PASSAGE –

Judge: Glenda Sanders, Case: 2021-01238846, Date: 2022-09-16 Tentative Ruling

 

1. Motion to Compel Arbitration

2. Status Conference (Continued to June 14, 2023)

 

 

Defendant Tuttle-Click Ford, Inc’s motion to compel Plaintiff Christian Ramirez to arbitrate the individual PAGA claim is GRANTED. The remainder of the case is stayed pending the outcome of the arbitration. To the extent the motion seeks an order dismissing Plaintiff’s non-individual PAGA claim, the Motion is denied without prejudice to Plaintiff’s right to renew its motion to compel when the stay is lifted.

 

In anticipation that the arbitration will not be completed before June 2023, the court continues the status conference to June 14, 2023. If one or more of the parties wishes to advance that conference, they may call or email the clerk (CX101@occourts.org).

CHALLENGES –
1: Answer these questions about the tentative ruling, one answer per line:
(a) Which defendant brought the motion to compel arbitration?
(b) To what date is the status conference continued?
(c) What email address is given for the clerk?
2: Rewrite the stretch of the tentative ruling from "1. Motion to" through "stay is lifted.", changing "stayed" to "paused".

Object detection data –
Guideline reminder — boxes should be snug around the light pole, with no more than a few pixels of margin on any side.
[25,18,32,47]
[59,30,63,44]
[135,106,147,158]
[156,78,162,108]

EXERCISE RESPONSES –
1:
(a) Tuttle-Click Ford, Inc
(b) June 14, 2023
(c) CX101@occourts.org

2:
1. Motion to Compel Arbitration

2. Status Conference (Continued to June 14, 2023)

 

 

Defendant Tuttle-Click Ford, Inc’s motion to compel Plaintiff Christian Ramirez to arbitrate the individual PAGA claim is GRANTED. The remainder of the case is paused pending the outcome of the arbitration. To the extent the motion seeks an order dismissing Plaintiff’s non-individual PAGA claim, the Motion is denied without prejudice to Plaintiff’s right to renew its motion to compel when the stay is lifted.